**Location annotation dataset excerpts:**
= = = = = = =

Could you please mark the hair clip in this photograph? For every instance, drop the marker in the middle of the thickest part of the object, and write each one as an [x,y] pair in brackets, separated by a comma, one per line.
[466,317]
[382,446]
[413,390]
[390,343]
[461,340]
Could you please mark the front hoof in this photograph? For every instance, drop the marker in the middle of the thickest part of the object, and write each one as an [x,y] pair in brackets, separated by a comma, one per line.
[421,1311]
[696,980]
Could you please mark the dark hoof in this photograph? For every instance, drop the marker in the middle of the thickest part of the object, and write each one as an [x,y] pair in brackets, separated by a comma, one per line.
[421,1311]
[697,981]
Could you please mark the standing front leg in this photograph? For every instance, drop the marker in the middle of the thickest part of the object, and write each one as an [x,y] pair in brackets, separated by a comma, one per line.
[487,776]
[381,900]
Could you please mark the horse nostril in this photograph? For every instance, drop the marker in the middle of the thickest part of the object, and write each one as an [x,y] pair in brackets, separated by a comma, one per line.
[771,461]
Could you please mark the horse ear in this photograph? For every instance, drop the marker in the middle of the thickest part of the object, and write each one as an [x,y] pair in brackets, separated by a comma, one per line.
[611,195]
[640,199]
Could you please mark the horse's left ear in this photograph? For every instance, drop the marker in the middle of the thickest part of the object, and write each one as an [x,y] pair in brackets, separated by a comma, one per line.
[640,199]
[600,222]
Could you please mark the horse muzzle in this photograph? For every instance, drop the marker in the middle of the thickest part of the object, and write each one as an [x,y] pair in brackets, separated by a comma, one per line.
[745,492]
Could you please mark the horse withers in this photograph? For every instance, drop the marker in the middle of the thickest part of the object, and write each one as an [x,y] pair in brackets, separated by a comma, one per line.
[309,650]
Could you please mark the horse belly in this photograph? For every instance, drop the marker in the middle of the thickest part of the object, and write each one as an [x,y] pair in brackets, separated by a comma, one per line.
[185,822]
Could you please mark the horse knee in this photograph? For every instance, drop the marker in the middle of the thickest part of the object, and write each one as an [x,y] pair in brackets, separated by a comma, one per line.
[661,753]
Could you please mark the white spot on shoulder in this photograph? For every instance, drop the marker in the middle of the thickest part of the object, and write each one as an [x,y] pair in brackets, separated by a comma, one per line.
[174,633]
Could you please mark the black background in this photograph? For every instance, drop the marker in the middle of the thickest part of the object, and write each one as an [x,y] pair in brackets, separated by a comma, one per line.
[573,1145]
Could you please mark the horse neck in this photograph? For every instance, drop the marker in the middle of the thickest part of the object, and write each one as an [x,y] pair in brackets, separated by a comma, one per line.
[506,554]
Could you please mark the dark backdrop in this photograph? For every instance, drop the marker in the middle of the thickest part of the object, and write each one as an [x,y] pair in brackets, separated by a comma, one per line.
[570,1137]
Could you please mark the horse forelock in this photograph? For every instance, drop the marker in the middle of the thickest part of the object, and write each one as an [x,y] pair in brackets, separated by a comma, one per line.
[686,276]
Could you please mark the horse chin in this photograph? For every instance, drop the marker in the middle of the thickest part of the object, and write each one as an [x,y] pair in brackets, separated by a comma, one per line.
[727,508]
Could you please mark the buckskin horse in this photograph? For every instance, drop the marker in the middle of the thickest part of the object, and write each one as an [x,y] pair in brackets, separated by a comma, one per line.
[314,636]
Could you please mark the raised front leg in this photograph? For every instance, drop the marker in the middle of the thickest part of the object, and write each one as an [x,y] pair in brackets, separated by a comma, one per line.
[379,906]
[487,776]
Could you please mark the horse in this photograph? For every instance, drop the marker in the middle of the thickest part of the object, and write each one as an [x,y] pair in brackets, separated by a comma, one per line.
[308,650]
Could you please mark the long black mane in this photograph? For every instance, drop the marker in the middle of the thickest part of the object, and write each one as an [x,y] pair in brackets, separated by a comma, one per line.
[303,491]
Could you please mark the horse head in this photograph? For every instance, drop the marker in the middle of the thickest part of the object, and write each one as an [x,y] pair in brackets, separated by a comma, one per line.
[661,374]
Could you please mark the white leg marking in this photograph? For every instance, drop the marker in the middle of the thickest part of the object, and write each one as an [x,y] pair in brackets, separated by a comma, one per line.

= = = = = = =

**Task directions:** Reproduce the records from the line containing "Could you please mark the horse in" through the end of the records, changing "thickest part" to "widest part" and leaving everything else unchanged.

**Response to this exercise:**
Could you please mark the horse in this photograph? For every instance, drop the marker in the middle of the widest part of the object, and write each one as an [x,y] pair in brackets, separated by a comma, one per line.
[308,650]
Could you please mark the long black mane in this photograph? For every instance, drop the marker in the middle of the widest part of the object, and write each one as an [x,y] pair in brackets, separated by a comma, one per line.
[303,491]
Could you please mark the horse head in this photograph? For every instance, drop the marker in the middle of the widest part of the object, and write each one as an [x,y] pair in brackets, separated by a comma, one per line.
[661,374]
Could you please mark the white leg marking in this photograph? For every instance, drop the marker in the middle of the widest part of the object, and write each one as an [x,y] pair in brackets, separated by a comma, one per line.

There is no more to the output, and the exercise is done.